• _Stated goal_: Please rewrite every line of the data from the line with "of the silver" up to and including the last line. Scale each x and y pixel coordinate in the answers by 1.05, rounding to whole numbers with halves going up, and copy all other text unchanged.

• _Data listing_:
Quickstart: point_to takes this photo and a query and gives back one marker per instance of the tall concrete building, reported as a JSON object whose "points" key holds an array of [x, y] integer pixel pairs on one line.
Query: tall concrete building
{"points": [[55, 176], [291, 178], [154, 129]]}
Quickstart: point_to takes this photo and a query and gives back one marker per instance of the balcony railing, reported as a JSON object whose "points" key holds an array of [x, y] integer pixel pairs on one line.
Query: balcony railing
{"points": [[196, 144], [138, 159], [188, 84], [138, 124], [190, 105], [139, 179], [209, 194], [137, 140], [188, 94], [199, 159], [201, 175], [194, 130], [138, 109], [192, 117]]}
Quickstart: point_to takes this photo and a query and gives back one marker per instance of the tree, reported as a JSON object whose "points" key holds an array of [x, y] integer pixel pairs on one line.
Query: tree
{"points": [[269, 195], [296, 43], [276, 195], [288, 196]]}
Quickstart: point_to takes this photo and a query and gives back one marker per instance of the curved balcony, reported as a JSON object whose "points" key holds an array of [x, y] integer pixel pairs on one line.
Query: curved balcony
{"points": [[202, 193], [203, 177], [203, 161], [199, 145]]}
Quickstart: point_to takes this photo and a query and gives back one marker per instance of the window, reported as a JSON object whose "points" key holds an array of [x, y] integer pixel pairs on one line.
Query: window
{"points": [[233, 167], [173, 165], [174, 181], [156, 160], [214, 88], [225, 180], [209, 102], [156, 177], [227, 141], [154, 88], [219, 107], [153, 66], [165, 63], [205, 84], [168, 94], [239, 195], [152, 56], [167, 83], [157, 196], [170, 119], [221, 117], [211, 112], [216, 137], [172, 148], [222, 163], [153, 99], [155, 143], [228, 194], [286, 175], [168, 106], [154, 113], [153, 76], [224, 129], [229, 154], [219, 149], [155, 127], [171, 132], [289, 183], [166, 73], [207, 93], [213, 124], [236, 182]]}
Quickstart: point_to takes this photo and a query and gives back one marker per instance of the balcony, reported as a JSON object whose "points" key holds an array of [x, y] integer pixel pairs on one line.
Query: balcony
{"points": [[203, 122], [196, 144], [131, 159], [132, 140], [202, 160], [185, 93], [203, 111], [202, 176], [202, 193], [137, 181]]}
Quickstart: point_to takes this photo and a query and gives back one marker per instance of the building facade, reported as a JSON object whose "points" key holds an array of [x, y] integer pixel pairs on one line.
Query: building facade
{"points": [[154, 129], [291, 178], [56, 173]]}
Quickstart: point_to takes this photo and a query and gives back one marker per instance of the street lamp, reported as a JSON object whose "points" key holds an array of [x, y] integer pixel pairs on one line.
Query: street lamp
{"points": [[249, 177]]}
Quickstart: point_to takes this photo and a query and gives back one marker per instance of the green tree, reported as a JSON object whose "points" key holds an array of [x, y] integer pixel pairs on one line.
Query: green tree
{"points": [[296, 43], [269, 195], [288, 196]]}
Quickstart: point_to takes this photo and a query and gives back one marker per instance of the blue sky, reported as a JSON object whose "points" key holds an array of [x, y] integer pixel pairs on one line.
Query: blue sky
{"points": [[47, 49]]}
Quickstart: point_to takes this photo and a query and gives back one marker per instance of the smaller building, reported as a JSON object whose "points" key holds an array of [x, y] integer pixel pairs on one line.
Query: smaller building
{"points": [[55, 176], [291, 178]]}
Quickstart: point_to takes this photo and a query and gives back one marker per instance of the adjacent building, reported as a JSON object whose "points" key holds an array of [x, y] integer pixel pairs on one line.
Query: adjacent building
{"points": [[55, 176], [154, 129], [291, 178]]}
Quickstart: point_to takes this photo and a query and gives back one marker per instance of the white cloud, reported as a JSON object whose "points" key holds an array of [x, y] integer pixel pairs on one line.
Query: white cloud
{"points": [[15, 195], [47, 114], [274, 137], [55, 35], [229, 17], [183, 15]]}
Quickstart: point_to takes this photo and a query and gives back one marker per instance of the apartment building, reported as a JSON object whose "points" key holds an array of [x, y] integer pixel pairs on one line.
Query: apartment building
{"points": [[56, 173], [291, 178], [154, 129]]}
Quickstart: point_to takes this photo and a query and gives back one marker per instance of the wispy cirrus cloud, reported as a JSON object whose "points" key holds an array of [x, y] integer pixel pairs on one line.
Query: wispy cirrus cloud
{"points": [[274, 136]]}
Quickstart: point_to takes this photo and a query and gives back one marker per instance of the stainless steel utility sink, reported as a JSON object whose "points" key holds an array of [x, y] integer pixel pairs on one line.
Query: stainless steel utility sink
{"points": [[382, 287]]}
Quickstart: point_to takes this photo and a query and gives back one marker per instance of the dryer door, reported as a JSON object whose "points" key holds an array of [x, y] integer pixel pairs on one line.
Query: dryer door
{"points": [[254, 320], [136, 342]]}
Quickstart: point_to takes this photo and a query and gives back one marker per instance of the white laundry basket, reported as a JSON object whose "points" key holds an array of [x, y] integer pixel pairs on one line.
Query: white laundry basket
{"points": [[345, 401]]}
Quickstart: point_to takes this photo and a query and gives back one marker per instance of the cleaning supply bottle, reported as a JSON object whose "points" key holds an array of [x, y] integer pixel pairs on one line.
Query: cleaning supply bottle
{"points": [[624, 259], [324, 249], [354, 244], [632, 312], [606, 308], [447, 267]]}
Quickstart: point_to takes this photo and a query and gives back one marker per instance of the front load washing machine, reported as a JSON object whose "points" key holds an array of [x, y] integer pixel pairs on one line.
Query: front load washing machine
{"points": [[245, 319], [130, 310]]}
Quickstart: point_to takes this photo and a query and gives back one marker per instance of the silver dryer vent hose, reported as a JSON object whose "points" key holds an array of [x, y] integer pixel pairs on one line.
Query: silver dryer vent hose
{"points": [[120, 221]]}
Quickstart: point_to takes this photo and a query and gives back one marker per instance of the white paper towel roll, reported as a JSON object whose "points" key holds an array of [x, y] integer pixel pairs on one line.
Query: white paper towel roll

• _Result_:
Quickstart: point_to takes this photo and a query and gives back one marker per instance of the silver dryer vent hose, reported as a JSON object whose "points" key holds an array of [x, y] integer pixel pairs on one line.
Query: silver dryer vent hose
{"points": [[126, 232]]}
Quickstart: point_to takes this photo and a query and gives back one marker per instance of the white paper towel roll, reported as a JSON object whose "points" key holds an array of [x, y] integer pixel pairs on one line.
Query: white paper towel roll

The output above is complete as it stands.